Required action
Each entry that appears below should be restated exactly as it is.

Data provided
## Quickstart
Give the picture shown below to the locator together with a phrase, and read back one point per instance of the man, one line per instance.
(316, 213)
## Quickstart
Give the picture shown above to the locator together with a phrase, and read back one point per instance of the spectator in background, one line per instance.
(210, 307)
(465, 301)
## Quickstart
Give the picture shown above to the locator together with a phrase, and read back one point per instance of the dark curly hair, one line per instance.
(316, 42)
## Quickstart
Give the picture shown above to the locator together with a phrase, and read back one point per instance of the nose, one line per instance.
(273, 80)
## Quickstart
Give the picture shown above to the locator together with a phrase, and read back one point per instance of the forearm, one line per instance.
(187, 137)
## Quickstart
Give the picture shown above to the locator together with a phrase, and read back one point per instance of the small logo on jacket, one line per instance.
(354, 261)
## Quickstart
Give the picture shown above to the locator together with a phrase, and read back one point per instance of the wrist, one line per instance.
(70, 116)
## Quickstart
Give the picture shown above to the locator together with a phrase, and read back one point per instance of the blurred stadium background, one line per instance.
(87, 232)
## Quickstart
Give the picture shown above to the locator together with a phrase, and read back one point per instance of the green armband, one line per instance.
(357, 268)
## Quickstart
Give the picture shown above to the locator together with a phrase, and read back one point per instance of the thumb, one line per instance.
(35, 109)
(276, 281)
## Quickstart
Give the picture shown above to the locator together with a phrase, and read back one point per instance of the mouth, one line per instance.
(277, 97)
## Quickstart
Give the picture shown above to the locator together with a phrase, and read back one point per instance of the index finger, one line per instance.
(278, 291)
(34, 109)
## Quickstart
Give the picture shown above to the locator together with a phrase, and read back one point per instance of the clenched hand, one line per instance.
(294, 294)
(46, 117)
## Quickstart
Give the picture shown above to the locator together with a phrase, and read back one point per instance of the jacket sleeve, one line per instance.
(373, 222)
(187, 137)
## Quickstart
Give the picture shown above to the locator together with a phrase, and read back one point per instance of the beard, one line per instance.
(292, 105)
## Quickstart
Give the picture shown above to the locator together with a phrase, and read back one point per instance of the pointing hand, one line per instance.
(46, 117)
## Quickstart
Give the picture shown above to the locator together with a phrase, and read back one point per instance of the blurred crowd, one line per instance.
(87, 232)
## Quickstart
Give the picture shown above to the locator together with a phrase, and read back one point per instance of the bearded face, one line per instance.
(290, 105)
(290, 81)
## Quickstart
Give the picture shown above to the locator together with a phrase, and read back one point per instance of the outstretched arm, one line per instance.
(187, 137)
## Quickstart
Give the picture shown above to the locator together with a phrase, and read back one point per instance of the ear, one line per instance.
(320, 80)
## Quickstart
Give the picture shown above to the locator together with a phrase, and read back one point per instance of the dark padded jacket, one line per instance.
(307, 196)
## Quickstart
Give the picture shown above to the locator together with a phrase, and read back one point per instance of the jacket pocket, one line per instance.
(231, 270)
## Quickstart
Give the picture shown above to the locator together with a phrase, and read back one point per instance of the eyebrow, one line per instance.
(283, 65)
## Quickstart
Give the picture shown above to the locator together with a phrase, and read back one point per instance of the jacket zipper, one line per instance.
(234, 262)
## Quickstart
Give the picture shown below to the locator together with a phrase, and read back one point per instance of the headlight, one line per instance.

Answer area
## Quickstart
Give the picture shown below to the locator together with a phrase, and read back one point per instance of the man, one line per instance.
(316, 213)
## Quickstart
Give the picture shown above to the locator together with a phrase, and read back one point per instance of the spectator in background, one line per instance.
(210, 307)
(465, 301)
## Quickstart
Give the picture shown above to the locator together with a phrase, and read back one point per instance of the dark curly hair, one line per instance.
(316, 42)
## Quickstart
Give the picture shown above to the locator together with a phrase, and read back one point per instance of the nose, one line per instance.
(273, 80)
## Quickstart
Give the picture shown above to the locator together with a phrase, and read back one point per instance of the forearm, one line per instance.
(187, 137)
## Quickstart
Give the picture shown above to the locator together with a phrase, and read back one point per instance of the small logo on jacket, one line per instance.
(354, 261)
## Quickstart
Give the picture shown above to the locator together with a phrase, and read back one point per instance of the wrist, one line per instance.
(70, 116)
## Quickstart
Give the picture shown above to the locator together with a phrase, and read back one point per instance of the blurred stadium background, one line per instance.
(87, 232)
## Quickstart
Give the picture shown above to the locator together with a phrase, and read back one point per instance of the green armband, one line per instance.
(357, 268)
## Quickstart
Give the picture shown above to the locator together with a phrase, and read back one point per instance of the thumb, one line per instance.
(35, 109)
(276, 281)
## Quickstart
Give the picture shown above to the locator together with a phrase, and read back one point per instance of the mouth, one line per instance.
(277, 97)
## Quickstart
Give the picture shown above to the locator together with a phrase, and read back one point per instance of the index finger, one line per instance.
(278, 291)
(34, 109)
## Quickstart
Give the picture shown above to the locator together with a phrase, and read back one point per instance of the clenched hand, one line per instance.
(294, 294)
(46, 117)
## Quickstart
Give the picture shown above to the locator together with a phrase, and read back one point per instance of the jacket sleeve, one line per instance.
(373, 222)
(187, 137)
## Quickstart
Give the picture shown above to the locator together with a phrase, and read back one point per instance of the beard, one line per instance.
(292, 105)
## Quickstart
Give the picture shown above to the locator together with a phrase, and read back one point per instance of the pointing hand, one line per instance.
(46, 117)
## Quickstart
Give the picture shown above to the locator together with a phrase, and read back one point per instance of the blurred crowd, one line per instance.
(87, 232)
## Quickstart
Give the picture shown above to the locator together with a phrase, and read back one point per instance of the bearded face, one line per instance.
(290, 105)
(290, 81)
## Quickstart
Give the picture shown above to the locator together with a phrase, and read back one point per instance of the outstretched arm, one line per instance.
(187, 137)
## Quickstart
Give the picture shown above to the locator together with a phrase, and read back one point per instance of the ear, one line per instance.
(320, 80)
## Quickstart
Give the picture shown above to the locator together with a phrase, and read back one point per instance of the dark padded jacket, one line per instance.
(307, 196)
## Quickstart
Give the picture shown above to the locator together with a phrase, and read back one point per instance of the jacket pocket, one line per instance.
(231, 270)
## Quickstart
Give the picture shown above to the locator together with a phrase, and read back one point per instance of the eyebrow, one line per instance.
(283, 65)
## Quickstart
Give the picture shown above to the locator together with a phrase, and read back one point per instance of the jacket zipper, one line per instance.
(234, 262)
## Quickstart
Give the picture shown below to the locator together with a phrase, and read back one point per instance of the headlight, one line per instance.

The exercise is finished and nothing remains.